> Set exercise: State how many lines of the data below contain the word "outstretched", counting only matches with the same case, and give only the number.

(Coordinate annotation data)
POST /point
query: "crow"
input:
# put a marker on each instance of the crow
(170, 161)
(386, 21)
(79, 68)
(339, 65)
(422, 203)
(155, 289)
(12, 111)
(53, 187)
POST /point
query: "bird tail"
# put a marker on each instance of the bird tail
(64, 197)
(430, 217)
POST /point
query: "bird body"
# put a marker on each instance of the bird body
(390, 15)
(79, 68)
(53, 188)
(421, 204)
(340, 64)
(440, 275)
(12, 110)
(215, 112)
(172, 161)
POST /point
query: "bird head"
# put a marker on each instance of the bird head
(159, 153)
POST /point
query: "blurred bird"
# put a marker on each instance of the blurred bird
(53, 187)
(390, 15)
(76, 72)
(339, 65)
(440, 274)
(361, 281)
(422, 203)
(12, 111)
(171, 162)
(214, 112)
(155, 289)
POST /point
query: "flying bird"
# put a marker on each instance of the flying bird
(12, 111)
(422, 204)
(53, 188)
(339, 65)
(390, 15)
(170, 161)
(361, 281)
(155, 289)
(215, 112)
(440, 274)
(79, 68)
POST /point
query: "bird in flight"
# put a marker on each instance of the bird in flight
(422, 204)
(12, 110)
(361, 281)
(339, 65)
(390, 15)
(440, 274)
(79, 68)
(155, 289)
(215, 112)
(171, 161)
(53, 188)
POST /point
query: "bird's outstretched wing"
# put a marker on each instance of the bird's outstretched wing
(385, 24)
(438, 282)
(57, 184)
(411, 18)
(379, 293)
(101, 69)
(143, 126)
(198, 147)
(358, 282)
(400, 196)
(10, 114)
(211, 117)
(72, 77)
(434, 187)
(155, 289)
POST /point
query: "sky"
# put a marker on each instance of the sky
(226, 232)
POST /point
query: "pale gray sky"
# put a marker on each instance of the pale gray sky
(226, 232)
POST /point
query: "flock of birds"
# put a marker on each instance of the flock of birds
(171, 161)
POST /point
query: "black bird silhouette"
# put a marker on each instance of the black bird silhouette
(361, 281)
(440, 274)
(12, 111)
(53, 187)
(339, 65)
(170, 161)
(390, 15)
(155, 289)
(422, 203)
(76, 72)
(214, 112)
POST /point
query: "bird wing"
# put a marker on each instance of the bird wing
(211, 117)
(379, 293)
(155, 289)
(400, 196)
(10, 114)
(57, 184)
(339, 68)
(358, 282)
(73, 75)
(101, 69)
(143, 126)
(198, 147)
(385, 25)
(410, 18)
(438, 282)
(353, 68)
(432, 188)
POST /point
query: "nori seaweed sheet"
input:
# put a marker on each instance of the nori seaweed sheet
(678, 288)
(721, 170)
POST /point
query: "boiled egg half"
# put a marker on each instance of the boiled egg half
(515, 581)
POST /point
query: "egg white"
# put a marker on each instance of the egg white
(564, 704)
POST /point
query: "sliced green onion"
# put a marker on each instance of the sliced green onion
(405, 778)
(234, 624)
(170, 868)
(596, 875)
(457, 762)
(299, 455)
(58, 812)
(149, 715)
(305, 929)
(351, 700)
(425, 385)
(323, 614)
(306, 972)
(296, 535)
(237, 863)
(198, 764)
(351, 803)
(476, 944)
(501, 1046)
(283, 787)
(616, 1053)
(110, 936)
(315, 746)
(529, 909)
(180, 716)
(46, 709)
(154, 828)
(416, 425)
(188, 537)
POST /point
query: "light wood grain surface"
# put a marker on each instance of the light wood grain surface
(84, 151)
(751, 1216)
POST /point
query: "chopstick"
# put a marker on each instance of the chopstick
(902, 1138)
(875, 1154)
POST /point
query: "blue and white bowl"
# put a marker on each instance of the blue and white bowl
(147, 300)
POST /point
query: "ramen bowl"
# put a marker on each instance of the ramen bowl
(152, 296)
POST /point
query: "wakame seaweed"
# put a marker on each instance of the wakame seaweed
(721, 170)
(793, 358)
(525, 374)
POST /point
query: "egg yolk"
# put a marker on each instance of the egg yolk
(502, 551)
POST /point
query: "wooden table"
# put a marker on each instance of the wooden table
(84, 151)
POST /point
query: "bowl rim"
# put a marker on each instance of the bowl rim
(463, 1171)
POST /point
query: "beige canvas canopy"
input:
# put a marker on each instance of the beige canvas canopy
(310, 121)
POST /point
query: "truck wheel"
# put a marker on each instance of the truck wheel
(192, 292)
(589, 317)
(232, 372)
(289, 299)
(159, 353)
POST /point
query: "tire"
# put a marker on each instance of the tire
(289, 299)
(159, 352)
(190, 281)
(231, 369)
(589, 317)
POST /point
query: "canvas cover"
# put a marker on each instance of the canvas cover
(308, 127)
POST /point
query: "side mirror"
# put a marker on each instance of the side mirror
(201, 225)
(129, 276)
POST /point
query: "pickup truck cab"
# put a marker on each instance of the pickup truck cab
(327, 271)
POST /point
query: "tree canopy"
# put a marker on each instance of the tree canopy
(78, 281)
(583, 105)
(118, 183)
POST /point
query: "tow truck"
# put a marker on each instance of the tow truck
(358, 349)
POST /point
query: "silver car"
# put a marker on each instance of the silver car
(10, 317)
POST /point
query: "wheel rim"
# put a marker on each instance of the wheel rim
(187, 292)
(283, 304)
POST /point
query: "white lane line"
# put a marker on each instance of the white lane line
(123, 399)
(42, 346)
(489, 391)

> Task output: 2